AVAILABLE RECORDS:
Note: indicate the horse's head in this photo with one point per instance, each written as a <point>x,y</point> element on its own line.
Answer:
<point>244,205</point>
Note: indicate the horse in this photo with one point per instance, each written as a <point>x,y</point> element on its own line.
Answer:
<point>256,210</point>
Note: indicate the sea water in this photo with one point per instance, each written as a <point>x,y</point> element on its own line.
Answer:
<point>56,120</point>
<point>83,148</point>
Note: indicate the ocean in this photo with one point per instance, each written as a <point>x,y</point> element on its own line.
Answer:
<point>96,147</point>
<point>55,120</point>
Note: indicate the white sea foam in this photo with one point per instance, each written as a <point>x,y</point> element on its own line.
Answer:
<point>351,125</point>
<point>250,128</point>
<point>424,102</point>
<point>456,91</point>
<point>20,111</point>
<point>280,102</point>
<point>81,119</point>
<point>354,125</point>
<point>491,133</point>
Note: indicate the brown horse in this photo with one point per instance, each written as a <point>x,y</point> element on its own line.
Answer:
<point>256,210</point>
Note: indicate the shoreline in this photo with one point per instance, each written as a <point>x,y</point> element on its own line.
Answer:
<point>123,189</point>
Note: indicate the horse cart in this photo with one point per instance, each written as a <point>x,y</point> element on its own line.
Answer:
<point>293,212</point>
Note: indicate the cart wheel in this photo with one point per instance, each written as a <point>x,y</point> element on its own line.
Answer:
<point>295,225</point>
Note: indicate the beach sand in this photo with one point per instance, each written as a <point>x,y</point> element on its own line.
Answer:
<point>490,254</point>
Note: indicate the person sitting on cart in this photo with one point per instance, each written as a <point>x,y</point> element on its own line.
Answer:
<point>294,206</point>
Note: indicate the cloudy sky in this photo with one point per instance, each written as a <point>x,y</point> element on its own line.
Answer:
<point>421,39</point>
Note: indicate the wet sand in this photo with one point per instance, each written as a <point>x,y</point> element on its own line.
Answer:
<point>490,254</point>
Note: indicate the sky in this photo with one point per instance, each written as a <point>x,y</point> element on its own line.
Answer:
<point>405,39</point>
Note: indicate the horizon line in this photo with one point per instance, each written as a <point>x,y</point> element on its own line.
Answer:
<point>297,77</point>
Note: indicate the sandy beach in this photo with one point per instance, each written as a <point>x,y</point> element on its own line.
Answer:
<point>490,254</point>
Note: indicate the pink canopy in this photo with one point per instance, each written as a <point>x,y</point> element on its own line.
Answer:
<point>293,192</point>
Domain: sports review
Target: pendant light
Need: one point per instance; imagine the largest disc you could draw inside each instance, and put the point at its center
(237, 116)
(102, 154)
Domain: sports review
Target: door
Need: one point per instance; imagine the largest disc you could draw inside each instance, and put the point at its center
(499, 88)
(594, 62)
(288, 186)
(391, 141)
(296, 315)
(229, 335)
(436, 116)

STATED TASK:
Set out the entries from their first line through the line that contains "<point>55,120</point>" as a Markdown table with the columns Row and Line. Give each line its own numbered row, and leave out any blank lines.

EXERCISE RESULT:
| Row | Line |
|---|---|
| 1 | Note: indicate the horse's head in this photo with one point per instance, each written as a <point>x,y</point> element on its own line. |
| 2 | Answer: |
| 3 | <point>244,205</point> |
| 4 | Note: indicate the horse in this photo with one point per instance, each written as a <point>x,y</point> element on its own line. |
| 5 | Answer: |
| 6 | <point>256,210</point> |
| 7 | Note: indicate the sea water in this photo with one point per instance, each written as a <point>x,y</point> element on its own line. |
| 8 | Answer: |
| 9 | <point>56,120</point> |
| 10 | <point>83,148</point> |
| 11 | Note: indicate the ocean in this photo with one point per instance, each written as a <point>x,y</point> element on its own line. |
| 12 | Answer: |
| 13 | <point>96,147</point> |
| 14 | <point>55,120</point> |